▸ **Work to be completed**
Arrange every line of the material below as a numbered list, leaving out any blank lines.

___ Material for the task

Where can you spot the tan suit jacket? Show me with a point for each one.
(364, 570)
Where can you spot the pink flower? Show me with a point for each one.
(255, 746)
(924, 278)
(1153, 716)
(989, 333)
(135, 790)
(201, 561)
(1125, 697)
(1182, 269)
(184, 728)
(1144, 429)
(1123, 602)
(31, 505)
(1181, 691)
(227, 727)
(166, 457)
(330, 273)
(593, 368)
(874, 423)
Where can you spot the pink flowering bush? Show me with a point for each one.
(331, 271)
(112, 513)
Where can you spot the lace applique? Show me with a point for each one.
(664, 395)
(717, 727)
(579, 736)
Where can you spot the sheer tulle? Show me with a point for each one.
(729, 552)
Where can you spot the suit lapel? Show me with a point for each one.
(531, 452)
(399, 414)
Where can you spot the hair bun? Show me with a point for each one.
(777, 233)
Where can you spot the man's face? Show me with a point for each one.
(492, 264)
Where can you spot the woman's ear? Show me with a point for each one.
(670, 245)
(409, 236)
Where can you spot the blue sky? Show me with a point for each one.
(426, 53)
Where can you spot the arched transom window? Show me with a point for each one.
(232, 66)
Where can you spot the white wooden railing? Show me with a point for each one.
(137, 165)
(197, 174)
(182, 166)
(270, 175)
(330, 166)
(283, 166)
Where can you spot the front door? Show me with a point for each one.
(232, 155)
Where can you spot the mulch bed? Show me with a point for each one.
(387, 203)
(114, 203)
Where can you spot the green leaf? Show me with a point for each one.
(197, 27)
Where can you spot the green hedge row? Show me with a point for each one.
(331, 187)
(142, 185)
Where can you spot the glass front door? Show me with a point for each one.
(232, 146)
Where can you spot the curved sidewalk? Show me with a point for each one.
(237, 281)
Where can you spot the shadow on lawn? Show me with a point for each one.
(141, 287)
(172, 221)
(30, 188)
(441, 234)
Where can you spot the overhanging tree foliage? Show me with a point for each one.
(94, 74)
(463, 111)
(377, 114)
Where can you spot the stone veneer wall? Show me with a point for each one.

______

▸ **Expected output**
1. Where can you spot the tan suit jacket? Show me with a point for each one.
2. (364, 570)
3. Where can you spot the pink flower? Show me with a point for each one.
4. (255, 746)
5. (924, 278)
6. (1153, 716)
7. (989, 333)
8. (135, 790)
9. (201, 561)
10. (1125, 697)
11. (1182, 269)
12. (184, 728)
13. (1144, 429)
14. (1123, 602)
15. (31, 505)
16. (1181, 691)
17. (227, 727)
18. (166, 457)
19. (330, 273)
20. (593, 368)
21. (874, 423)
22. Where can you spot the pink flowering bush? Show me with a point for each one.
23. (331, 271)
24. (112, 513)
25. Where can you spot the lace applique? Show me with a point for each one.
26. (664, 395)
27. (717, 727)
28. (579, 736)
29. Where can you spot the sheer tulle? Show me with a point for each one.
30. (729, 552)
31. Where can you spot the suit lapel? Show me with a point for each one.
32. (531, 452)
33. (399, 414)
34. Where can you spot the hair bun? Show me with a point for each one.
35. (777, 233)
36. Where can you spot the man's face? Show me with a point for each one.
37. (492, 264)
38. Where can you spot the woman's ear? Show me with a point for each one.
39. (670, 245)
40. (409, 236)
41. Where can you spot the blue sky? Show me with a point for each one.
42. (426, 53)
43. Where can you spot the arched transom window? Show me with a point for each one.
44. (232, 66)
45. Where can you spot the white wooden railing? Show me with a point for each one.
46. (137, 165)
47. (197, 174)
48. (182, 166)
49. (270, 175)
50. (330, 166)
51. (283, 166)
52. Where can you spot the front door? Show me with a point for each one.
53. (232, 155)
54. Where can you spot the mulch bed? Show me with a point for each one.
55. (387, 203)
56. (114, 203)
57. Where can you spot the green leaf? Show me with a point for each one.
58. (197, 27)
59. Where can you spot the green hedge row? Show me with a point for each one.
60. (331, 187)
61. (142, 185)
62. Where can you spot the glass front door? Show me with a point for each one.
63. (232, 146)
64. Where can you spot the curved sidewalk? Show me with a point for each one.
65. (237, 281)
66. Where can you spot the shadow on lawn? Show me with a point for each one.
67. (141, 287)
68. (172, 221)
69. (30, 188)
70. (441, 234)
71. Where can you spot the overhanging tree foliage? Show me with a point for each one.
72. (94, 74)
73. (463, 111)
74. (377, 114)
75. Where can you spot the stone veneer wall? Show me with a point for each one.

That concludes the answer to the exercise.